## DATA RECORDS

§

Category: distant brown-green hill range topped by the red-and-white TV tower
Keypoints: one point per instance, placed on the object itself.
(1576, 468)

§

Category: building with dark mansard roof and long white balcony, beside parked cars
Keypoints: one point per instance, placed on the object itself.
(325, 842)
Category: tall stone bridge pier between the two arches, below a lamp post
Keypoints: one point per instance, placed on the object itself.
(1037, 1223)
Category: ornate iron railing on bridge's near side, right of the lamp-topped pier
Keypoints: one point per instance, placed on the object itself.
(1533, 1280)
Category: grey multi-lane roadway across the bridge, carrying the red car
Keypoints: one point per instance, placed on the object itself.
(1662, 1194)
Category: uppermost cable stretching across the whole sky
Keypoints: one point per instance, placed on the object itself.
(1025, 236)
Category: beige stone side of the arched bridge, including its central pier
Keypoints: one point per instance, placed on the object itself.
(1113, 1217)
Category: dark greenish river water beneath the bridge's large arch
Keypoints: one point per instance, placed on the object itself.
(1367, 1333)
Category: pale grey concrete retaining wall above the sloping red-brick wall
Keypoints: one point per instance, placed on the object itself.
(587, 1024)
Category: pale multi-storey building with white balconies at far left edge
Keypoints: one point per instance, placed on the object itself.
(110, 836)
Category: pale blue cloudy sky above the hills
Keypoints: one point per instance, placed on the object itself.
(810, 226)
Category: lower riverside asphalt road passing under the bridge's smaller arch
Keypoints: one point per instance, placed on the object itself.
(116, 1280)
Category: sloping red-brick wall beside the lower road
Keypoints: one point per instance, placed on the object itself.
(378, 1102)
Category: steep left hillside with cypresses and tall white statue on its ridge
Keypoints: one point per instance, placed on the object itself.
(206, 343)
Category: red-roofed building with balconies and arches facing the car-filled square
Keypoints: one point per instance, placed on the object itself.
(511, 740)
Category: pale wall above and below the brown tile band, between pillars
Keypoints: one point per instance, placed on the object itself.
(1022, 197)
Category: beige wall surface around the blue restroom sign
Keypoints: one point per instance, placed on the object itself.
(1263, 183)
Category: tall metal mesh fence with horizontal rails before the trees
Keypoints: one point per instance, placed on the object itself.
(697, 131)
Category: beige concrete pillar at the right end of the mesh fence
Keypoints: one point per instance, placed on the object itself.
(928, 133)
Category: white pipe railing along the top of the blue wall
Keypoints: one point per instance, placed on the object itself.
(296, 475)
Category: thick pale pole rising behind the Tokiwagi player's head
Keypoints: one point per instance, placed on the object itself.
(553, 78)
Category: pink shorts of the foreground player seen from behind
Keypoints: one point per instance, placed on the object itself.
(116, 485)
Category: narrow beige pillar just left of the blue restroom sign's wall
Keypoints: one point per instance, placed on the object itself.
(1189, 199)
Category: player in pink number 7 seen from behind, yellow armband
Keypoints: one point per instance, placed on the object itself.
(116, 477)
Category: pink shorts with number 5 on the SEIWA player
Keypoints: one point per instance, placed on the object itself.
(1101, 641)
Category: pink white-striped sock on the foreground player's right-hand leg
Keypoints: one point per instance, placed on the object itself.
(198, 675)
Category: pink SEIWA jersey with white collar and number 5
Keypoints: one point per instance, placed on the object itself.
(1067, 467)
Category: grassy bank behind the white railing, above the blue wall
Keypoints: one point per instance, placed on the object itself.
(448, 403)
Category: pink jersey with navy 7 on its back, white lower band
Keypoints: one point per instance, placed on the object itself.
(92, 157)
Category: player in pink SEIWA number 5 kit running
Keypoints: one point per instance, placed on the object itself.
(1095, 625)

§

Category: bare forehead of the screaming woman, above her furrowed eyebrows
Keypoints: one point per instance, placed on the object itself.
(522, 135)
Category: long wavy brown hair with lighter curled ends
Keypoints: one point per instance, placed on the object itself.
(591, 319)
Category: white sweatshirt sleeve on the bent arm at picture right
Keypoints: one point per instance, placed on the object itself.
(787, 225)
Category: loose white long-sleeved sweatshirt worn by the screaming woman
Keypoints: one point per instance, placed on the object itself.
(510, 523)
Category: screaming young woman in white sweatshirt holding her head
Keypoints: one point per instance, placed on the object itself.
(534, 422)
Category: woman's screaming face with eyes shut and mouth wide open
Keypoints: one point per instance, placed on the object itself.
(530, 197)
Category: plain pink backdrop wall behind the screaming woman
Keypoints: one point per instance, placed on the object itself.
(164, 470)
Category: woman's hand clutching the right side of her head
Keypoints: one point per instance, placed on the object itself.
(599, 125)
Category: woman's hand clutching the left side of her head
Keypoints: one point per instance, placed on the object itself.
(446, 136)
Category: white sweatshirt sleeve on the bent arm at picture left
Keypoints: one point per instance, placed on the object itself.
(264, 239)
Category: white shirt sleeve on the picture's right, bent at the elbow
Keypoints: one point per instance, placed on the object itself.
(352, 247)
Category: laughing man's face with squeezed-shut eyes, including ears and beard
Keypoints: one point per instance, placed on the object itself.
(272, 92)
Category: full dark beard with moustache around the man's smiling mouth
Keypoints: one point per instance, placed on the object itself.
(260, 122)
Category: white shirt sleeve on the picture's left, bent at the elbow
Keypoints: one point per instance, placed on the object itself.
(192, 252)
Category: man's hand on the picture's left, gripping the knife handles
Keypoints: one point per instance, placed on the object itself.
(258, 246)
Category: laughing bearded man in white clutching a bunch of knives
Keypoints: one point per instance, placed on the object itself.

§

## WHAT THIS TASK INVOLVES
Pull each line holding "clutching" out of the listing.

## ANSWER BOX
Category: woman's hand clutching the right side of her head
Category: woman's hand clutching the left side of her head
Category: laughing bearded man in white clutching a bunch of knives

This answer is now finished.